(PASSAGE PROVIDED)

The partner paid to acquire the customer. Sikka owns the relationship. The platform gets credit card details, signed agreements, and an activated account. From there, Sikka can introduce additional services, monetize data access, and expand within the account.

This isn’t just distribution. It’s customer acquisition funded by partners who have no choice but to participate.

The Economics of Platform Leverage

The results reveal the power of this model. Sikka reached 45,000 practices—adding 20 to 25 new practices daily—with just 45 employees. That’s 1,000 practices per employee.

Traditional SaaS companies measure sales efficiency in thousands of dollars spent per customer acquired. Sikka’s infrastructure-as-distribution model means partners bear the acquisition cost. The company maintains 80%+ gross margins while achieving 90%+ recurring revenue and 110% net dollar retention.

(End PASSAGE PROVIDED)

> YOUR INSTRUCTIONS: Retype the passage on Sikka's distribution model word for word, from "The partner paid" to "net dollar retention.". The data that comes next is separate from the passage on Sikka's distribution model.

(EXTRACTED INFORMATION)

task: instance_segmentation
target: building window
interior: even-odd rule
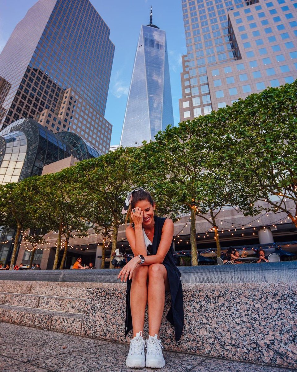
[[[250,85],[243,85],[242,87],[242,92],[244,93],[248,93],[249,92],[252,91]]]
[[[216,92],[216,97],[217,98],[222,98],[224,96],[224,92],[223,90],[217,90]]]
[[[237,89],[236,88],[230,88],[229,89],[229,94],[230,96],[235,96],[237,94]]]
[[[194,88],[192,88],[192,94],[196,94],[199,93],[199,89],[198,87],[195,87]]]
[[[264,42],[262,39],[258,39],[256,40],[256,45],[261,45],[264,44]]]
[[[256,83],[256,86],[258,90],[262,90],[262,89],[265,89],[265,84],[262,82],[261,83]]]
[[[294,44],[291,41],[290,41],[288,43],[285,43],[285,45],[287,49],[291,49],[291,48],[294,47]]]
[[[204,110],[205,115],[207,115],[208,114],[210,114],[212,110],[211,106],[203,106],[203,109]]]
[[[285,77],[284,79],[285,83],[288,83],[289,84],[293,83],[294,81],[294,78],[293,76],[288,76],[287,77]]]
[[[194,109],[193,111],[194,116],[195,118],[200,116],[202,114],[201,107],[198,107],[197,108]]]

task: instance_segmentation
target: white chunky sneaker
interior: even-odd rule
[[[158,335],[155,334],[153,337],[149,336],[146,341],[147,351],[146,358],[146,367],[150,368],[161,368],[165,365],[165,360],[163,357],[161,341],[157,338]]]
[[[131,339],[130,350],[126,359],[126,365],[130,368],[141,368],[145,366],[144,340],[141,331]]]

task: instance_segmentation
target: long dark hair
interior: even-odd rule
[[[139,190],[137,191],[134,191],[131,196],[131,200],[130,201],[130,204],[129,208],[127,211],[127,215],[126,216],[125,222],[127,224],[128,221],[131,222],[131,211],[135,208],[136,203],[138,202],[142,201],[143,200],[147,200],[154,206],[154,203],[151,197],[151,195],[148,191],[145,190]],[[155,213],[155,214],[156,214]]]

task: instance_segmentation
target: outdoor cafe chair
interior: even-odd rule
[[[270,262],[279,262],[281,259],[277,253],[271,253],[268,256],[268,260]]]

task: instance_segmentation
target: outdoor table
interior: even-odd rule
[[[238,257],[234,260],[240,261],[244,263],[253,263],[258,260],[258,257]]]

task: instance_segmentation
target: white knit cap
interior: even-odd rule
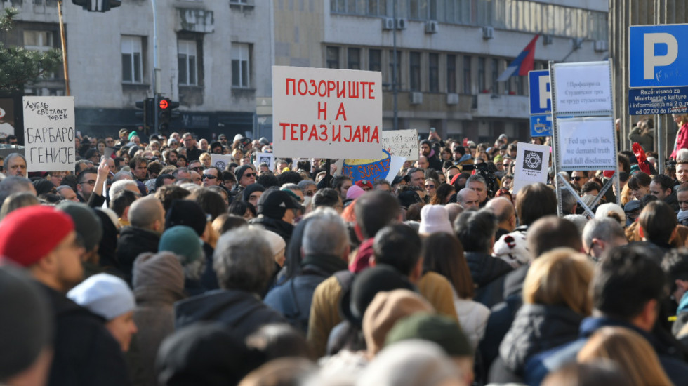
[[[86,279],[72,288],[67,297],[107,321],[136,307],[134,294],[126,283],[107,274],[98,274]]]
[[[421,227],[418,233],[444,232],[454,234],[449,213],[442,205],[425,205],[421,209]]]

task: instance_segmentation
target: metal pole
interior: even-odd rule
[[[657,137],[655,142],[655,147],[657,149],[657,173],[662,174],[664,173],[664,117],[659,115],[654,116],[655,129],[654,134]]]
[[[399,109],[397,105],[397,0],[392,3],[392,18],[394,19],[394,29],[392,30],[392,46],[394,57],[392,58],[392,98],[394,107],[394,130],[399,128]]]
[[[153,133],[158,134],[158,103],[159,102],[158,89],[158,19],[157,7],[155,6],[155,0],[150,0],[151,6],[153,7]]]
[[[65,38],[65,21],[62,18],[62,0],[58,1],[58,15],[60,18],[60,40],[62,42],[62,65],[65,72],[65,95],[70,96],[70,67],[67,64],[67,41]]]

(End EXTRACTED INFORMATION)

> THE ANSWER:
The partner paid to acquire the customer. Sikka owns the relationship. The platform gets credit card details, signed agreements, and an activated account. From there, Sikka can introduce additional services, monetize data access, and expand within the account.

This isn’t just distribution. It’s customer acquisition funded by partners who have no choice but to participate.

The Economics of Platform Leverage

The results reveal the power of this model. Sikka reached 45,000 practices—adding 20 to 25 new practices daily—with just 45 employees. That’s 1,000 practices per employee.

Traditional SaaS companies measure sales efficiency in thousands of dollars spent per customer acquired. Sikka’s infrastructure-as-distribution model means partners bear the acquisition cost. The company maintains 80%+ gross margins while achieving 90%+ recurring revenue and 110% net dollar retention.